**EXERCISE TASK 1**
In the transcript, which report does the Mayor say is being looked at in depth?
**EXERCISE TASK 2**
From the transcript, extract the passage starting at "Boris Johnson (Mayor of London):  ‑‑ that" and ending at "is being achieved.".
* start DOCUMENT *
Given your responsibilities in relation to promoting social development in London, are you concerned that - and can you explain why - London has become a more unequal place for ethnic minorities in 23 of the 32 Boroughs plus the City of London according to Census data?

Answer

Answer for Ethnic Inequality

Answer for Ethnic Inequality

Answered By: 
The Mayor

Boris Johnson (Mayor of London):  Thanks, Jennette.  We are looking in depth at the Runnymede Trust report.  I am told that the conclusions are not perhaps quite as clear-cut as they might be.

 

Jennette Arnold OBE AM (Deputy Chair):  You would say that.

 

Boris Johnson (Mayor of London):  What I would say is that we are trying to tackle inequalities in every possible way throughout our strategies, not least by supporting the building of more housing in London, campaigning for the Living Wage and all the things we do to try to improve the lives and livelihoods of all Londoners.

 

Jennette Arnold OBE AM (Deputy Chair):  Mr Mayor, I do not know what I need to say to get you on board and on side in a positive way.  I just hope that by the time they have briefed you on the Runnymede report you will accept that in London there has been an increase over the last ten years in ethnic inequality, in employment and in housing and health.  Six years of those have been under your administration.  For instance, when we look at black graduates, even when they attain a higher qualification, they are still being left further and further behind in the labour market.  A couple of years ago I heard you stand up as Mayor and as a parent and address an audience of over 1,000 black parents and teachers and you promised them that under your watch you would ensure that the inequalities that they experienced would not be passed on to their children.  Why are you failing in this?

 

Boris Johnson (Mayor of London):  Actually, if you look at the figures, you have more black and minority ethnic (BAME) young Londoners participating in education now than white young Londoners.

 

Jennette Arnold OBE AM (Deputy Chair):  They are not getting the jobs.  They are not getting the jobs.

 

Boris Johnson (Mayor of London):  I am afraid to say that this is an increasingly complex area, the issue, as I am sure even you will appreciate ‑‑

 

Jennette Arnold OBE AM (Deputy Chair):  Not even me.  I know.

 

Boris Johnson (Mayor of London):  ‑‑ that actually the so‑called majority group, the white kids, white males and white females are not necessarily performing brilliantly in all our schools and you will have seen the statistics.  This is a very complex picture and just to have an old‑fashioned view of ethnic minority underachievement is very far from a complete reflection of what is happening in London at the moment.  There are complicated issues that need to be addressed.

 

Jennette Arnold OBE AM (Deputy Chair):  Mr Mayor ‑‑

 

Boris Johnson (Mayor of London):  I certainly agree aspiration and achievement by young black males in particular needs to be celebrated and encouraged.  It is being celebrated and we have done a huge amount of work to champion that and actually a great deal of success is being achieved.

 

Jennette Arnold OBE AM (Deputy Chair):  Mr Mayor, you are missing the point yet again.  You are missing the point yet again.  I am talking about a specific group of people.  I am asking you ‑‑

 

Boris Johnson (Mayor of London):  Which one is that?
* end DOCUMENT *
* start DATASET EXCERPTS *
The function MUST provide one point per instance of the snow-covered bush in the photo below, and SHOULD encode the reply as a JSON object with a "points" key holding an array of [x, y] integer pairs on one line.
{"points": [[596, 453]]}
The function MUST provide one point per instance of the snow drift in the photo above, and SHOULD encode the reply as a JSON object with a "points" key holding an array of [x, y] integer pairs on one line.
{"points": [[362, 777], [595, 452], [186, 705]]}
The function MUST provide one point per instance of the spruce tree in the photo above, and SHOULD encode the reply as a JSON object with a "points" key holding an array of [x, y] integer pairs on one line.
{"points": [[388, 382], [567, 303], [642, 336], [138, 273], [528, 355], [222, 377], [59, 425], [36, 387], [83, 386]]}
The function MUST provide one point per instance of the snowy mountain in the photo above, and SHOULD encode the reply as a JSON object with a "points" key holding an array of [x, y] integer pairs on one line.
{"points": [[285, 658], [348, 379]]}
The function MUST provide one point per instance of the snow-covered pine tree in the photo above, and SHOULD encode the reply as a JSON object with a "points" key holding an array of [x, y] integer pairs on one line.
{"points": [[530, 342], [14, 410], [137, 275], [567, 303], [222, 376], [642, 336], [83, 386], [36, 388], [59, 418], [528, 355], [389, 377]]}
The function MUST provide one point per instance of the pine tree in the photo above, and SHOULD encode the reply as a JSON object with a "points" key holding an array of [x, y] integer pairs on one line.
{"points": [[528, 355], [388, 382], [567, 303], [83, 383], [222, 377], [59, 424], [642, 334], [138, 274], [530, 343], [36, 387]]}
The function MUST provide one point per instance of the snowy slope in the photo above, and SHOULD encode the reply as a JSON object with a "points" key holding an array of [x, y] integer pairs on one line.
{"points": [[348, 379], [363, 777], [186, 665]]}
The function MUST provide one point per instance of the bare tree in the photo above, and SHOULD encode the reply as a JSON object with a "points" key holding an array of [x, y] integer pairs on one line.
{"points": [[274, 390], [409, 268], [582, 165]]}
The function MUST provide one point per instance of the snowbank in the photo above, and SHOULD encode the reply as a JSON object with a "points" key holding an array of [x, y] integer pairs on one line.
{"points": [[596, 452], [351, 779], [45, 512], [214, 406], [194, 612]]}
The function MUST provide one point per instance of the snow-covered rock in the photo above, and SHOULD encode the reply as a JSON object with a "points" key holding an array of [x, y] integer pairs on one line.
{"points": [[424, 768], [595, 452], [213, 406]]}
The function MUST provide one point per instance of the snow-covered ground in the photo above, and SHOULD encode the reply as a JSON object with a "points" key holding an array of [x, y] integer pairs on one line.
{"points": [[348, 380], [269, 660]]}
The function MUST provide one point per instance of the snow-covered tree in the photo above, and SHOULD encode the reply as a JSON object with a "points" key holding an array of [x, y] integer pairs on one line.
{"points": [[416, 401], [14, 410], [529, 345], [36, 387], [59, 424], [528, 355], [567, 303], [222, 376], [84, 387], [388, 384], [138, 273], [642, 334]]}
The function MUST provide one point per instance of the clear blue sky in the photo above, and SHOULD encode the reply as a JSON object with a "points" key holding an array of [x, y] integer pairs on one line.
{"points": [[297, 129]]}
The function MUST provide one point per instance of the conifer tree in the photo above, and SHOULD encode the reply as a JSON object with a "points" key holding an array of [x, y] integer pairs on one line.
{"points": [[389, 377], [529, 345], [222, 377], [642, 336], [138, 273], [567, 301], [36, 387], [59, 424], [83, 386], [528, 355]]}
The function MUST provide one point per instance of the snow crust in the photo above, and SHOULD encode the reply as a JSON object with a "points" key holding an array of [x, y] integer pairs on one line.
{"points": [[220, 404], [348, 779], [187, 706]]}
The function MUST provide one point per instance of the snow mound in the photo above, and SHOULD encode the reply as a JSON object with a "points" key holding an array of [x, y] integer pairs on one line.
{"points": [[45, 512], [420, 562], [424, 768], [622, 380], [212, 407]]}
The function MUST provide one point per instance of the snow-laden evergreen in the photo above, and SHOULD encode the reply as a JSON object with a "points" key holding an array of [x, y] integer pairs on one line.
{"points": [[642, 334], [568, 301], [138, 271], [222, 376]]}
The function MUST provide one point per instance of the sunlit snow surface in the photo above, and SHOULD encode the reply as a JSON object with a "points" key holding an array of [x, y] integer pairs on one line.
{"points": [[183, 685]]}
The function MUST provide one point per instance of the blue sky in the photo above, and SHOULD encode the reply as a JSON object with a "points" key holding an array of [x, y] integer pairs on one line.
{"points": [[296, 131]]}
* end DATASET EXCERPTS *
**CORRECT OUTPUT 1**
The Runnymede Trust report.

**CORRECT OUTPUT 2**
Boris Johnson (Mayor of London):  ‑‑ that actually the so‑called majority group, the white kids, white males and white females are not necessarily performing brilliantly in all our schools and you will have seen the statistics.  This is a very complex picture and just to have an old‑fashioned view of ethnic minority underachievement is very far from a complete reflection of what is happening in London at the moment.  There are complicated issues that need to be addressed.

 

Jennette Arnold OBE AM (Deputy Chair):  Mr Mayor ‑‑

 

Boris Johnson (Mayor of London):  I certainly agree aspiration and achievement by young black males in particular needs to be celebrated and encouraged.  It is being celebrated and we have done a huge amount of work to champion that and actually a great deal of success is being achieved.